----- GIVEN DATA -----

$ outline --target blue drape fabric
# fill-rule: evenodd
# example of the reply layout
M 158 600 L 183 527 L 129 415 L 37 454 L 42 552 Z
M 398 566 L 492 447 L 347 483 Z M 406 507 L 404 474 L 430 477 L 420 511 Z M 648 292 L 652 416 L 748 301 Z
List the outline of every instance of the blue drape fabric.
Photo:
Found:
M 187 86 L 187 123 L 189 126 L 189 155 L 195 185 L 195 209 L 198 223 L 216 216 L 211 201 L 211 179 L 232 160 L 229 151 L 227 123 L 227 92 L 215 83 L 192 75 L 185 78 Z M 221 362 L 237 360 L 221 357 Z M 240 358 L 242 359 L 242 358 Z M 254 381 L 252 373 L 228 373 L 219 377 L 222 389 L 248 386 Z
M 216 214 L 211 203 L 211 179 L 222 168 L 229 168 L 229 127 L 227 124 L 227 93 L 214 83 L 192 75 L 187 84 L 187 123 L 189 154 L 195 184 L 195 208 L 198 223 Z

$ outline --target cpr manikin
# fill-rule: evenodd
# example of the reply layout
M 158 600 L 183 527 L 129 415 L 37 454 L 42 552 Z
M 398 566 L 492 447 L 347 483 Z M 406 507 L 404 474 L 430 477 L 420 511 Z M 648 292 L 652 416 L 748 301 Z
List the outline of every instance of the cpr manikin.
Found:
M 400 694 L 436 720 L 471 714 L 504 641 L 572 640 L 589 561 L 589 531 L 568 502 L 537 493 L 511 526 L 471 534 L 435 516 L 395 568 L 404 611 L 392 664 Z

-----
----- GIVEN DATA -----

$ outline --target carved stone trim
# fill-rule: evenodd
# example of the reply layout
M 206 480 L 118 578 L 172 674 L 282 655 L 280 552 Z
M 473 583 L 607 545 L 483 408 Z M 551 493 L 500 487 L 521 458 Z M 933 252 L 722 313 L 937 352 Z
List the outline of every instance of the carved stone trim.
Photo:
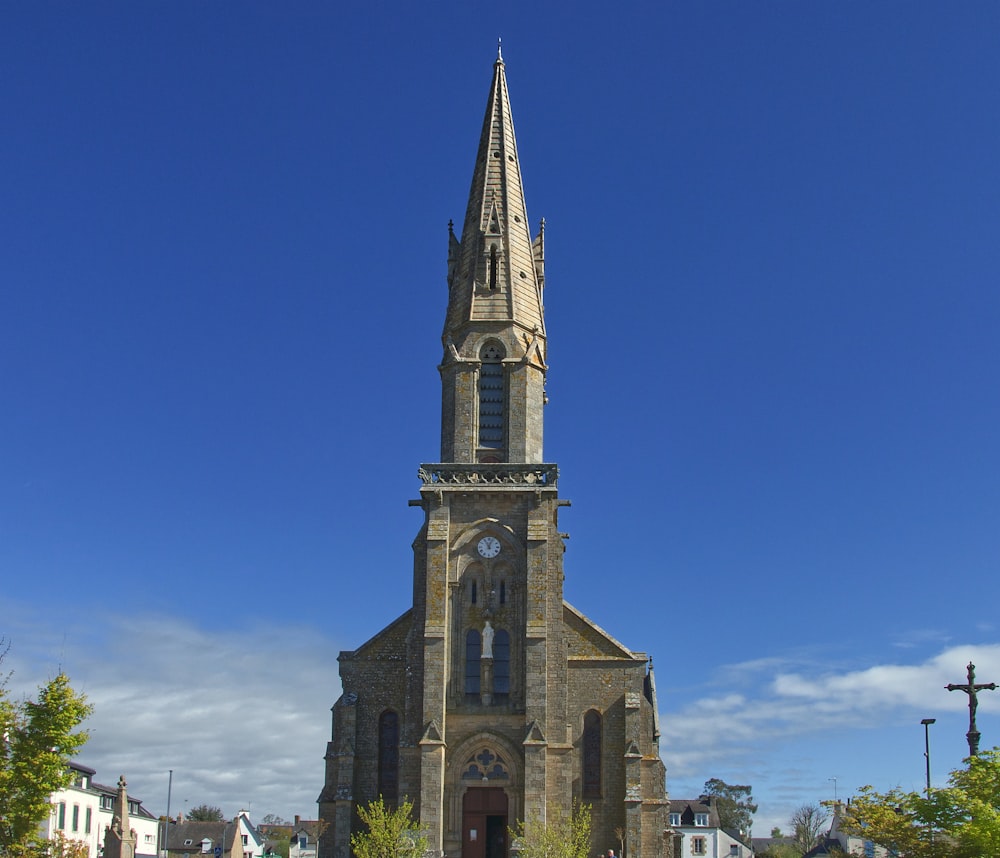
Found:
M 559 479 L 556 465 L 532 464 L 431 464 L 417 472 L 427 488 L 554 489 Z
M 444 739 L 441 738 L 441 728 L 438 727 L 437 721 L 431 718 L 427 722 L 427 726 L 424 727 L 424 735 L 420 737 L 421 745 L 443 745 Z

-----

### EXERCISE GOAL
Look above for the line holding "--target cpr manikin" and the line holding "List the outline of every instance of the cpr". Retype both, and every line between them, word for word and nothing else.

### RESPONSE TO THIS EXERCISE
$ outline --target cpr manikin
# fill-rule: evenodd
# example of the reply layout
M 158 600 L 183 527 L 129 415 L 37 454 L 42 552 Z
M 398 566 L 492 447 L 347 483 Z M 406 507 L 404 474 L 430 477 L 420 511 Z M 648 292 L 652 416 L 748 301 Z
List the outline of every instance of the cpr manikin.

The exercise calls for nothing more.